Provided passage:

* begin *

Although I've never read the book, I strongly suspect that highly effective people, finding themselves in poker games, make it one of their habits to take a peek at the cards. But enough from the peanut gallery. As his opponent stacked his chips, my page-turning neighbor casually remarked – without any irony whatsoever – that the book had been a Christmas gift, and one he'd been happy to receive, as it was his fervent hope that the ideas it contained would assist him in the pursuit of his primary resolution for the New Year – that's right, you guessed it, the improvement of his poker game.



A weaker man, upon hearing this, might have yielded to temptation and dryly observed that the seventh-street payoff was actually less in keeping with New Year tradition than with the Christmas sentiment that it's better to give than to receive, but strong-willed fellow that I am, I simply nodded and smiled, thereby getting the jump on a New Year's resolution of my own.



A little while later, I took a seat in a hold'em game at which the resolution theme would come up once more. A player who'd been running hot, amassing a mountain of chips in the process, had pocket kings and pocket aces cracked by rags on consecutive hands, prompting a short circuit that would reduce his mountain to a molehill in stunningly quick fashion. For the next half-hour, he found reasons to play any two cards he was dealt, and the hills were alive with every variation of "Hey, I can't win with good cards," ever sounded by man. When a dealer change finally produced a momentary lull in the action, and he was forced to survey the damage, he shook his head sadly and muttered: "Three more days. Three more days until the new year, and then I can stop doing this."



I wish him luck with his resolution, and extend best wishes to the book-loving stud player, as well. That said, I frankly don't think much of their chances. Reading books to improve your game is a splendid idea, but the book won't do the work for you. And while behavioral tendencies such as going on tilt can be altered, it will never happen by itself. Hanging a new calendar on the wall is not going to get the job done.



Going on tilt is a self-destructive behavior; if it comes with any silver lining at all, it's that its causes, unlike those of many destructive patterns, are hardly subtle or elusive. They're right there in plain sight, easily recognized at the moment of occurrence, even by the tilter himself. Indeed, it's not the least bit uncommon for a player suffering a brutal beat to come right out and announce to the table that he's now "officially on tilt," – as if the impending meltdown could be rationalized simply by being the first to acknowledge it.



For all their recognizability, however, these triggers nevertheless manage much of the time to do their dastardly work. Trying to white-knuckle your way through such moments offers a lower chance of success than learning to think of them in different terms. Thus, we come to the term for today: "Expectation."



Winning players view cards and situations with various expectations. Nonwinners do too, but with a fundamental difference. The winner values the hands he does not because of conventional wisdom or because they're aesthetically pleasing, but because analysis and experience have taught him which hands, in which situations, have positive expectations, and which don't. Some hands have so-so expectations, some have lousy ones, and some are downright terrific. But lousy, good, or great, the expectation is measured in the long term, because even those hands we think of as monsters will fail a substantial percentage of the time.

* end *

Dataset rows
* begin *

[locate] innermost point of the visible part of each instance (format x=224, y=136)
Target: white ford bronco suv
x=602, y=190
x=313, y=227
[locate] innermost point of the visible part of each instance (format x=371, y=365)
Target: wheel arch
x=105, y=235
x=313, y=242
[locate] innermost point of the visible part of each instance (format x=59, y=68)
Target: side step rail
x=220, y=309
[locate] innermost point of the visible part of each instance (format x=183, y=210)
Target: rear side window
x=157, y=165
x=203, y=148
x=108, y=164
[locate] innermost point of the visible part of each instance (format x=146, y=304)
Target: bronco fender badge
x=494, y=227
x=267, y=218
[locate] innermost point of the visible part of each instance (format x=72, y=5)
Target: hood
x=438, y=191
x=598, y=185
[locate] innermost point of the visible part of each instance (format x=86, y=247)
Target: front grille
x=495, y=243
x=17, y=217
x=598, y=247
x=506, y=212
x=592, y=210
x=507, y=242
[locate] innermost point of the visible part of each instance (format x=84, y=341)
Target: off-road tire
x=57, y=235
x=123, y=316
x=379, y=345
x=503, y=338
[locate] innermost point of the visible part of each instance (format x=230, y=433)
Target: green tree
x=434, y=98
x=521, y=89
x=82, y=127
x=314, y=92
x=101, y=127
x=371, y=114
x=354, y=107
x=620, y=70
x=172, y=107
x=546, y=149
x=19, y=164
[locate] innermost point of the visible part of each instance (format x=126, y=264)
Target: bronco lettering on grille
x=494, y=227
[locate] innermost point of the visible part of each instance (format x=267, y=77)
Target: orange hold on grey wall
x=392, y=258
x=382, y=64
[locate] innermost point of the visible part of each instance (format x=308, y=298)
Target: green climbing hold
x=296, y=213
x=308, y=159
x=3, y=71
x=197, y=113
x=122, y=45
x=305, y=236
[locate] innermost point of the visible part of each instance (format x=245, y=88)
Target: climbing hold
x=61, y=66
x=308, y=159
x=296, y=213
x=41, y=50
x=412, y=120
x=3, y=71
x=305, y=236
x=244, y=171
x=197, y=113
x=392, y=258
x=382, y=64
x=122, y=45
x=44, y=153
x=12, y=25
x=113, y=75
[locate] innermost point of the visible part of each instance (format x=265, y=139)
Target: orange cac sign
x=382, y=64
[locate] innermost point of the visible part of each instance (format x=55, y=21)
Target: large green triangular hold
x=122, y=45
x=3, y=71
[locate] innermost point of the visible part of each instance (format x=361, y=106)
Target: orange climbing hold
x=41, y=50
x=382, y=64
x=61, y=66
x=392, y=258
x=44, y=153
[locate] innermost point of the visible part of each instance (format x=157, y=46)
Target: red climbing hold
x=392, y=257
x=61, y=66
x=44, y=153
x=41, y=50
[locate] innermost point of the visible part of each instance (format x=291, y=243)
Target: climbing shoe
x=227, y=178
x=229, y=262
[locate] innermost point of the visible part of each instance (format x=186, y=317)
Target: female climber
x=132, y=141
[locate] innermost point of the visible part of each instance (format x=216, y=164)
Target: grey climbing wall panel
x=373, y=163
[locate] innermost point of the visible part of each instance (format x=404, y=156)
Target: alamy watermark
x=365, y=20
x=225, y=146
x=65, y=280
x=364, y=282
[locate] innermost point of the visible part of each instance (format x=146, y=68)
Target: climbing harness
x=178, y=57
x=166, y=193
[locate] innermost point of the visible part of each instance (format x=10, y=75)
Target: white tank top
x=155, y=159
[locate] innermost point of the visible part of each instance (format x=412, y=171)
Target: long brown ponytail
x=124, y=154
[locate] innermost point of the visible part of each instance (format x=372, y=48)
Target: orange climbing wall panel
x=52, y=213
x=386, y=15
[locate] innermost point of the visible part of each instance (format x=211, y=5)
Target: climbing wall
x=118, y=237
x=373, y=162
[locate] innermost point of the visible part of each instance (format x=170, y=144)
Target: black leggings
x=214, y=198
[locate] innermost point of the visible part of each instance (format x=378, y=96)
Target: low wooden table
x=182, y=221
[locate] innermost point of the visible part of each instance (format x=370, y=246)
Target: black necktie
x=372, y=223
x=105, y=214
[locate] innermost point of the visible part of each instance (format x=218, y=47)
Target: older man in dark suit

* end *

Your goal:
Reproduce word for word the part of the poker essay between "Winning players view" and "of the time.", inclusive. These items are separate material and have nothing to do with the poker essay.

Completed exercise:
Winning players view cards and situations with various expectations. Nonwinners do too, but with a fundamental difference. The winner values the hands he does not because of conventional wisdom or because they're aesthetically pleasing, but because analysis and experience have taught him which hands, in which situations, have positive expectations, and which don't. Some hands have so-so expectations, some have lousy ones, and some are downright terrific. But lousy, good, or great, the expectation is measured in the long term, because even those hands we think of as monsters will fail a substantial percentage of the time.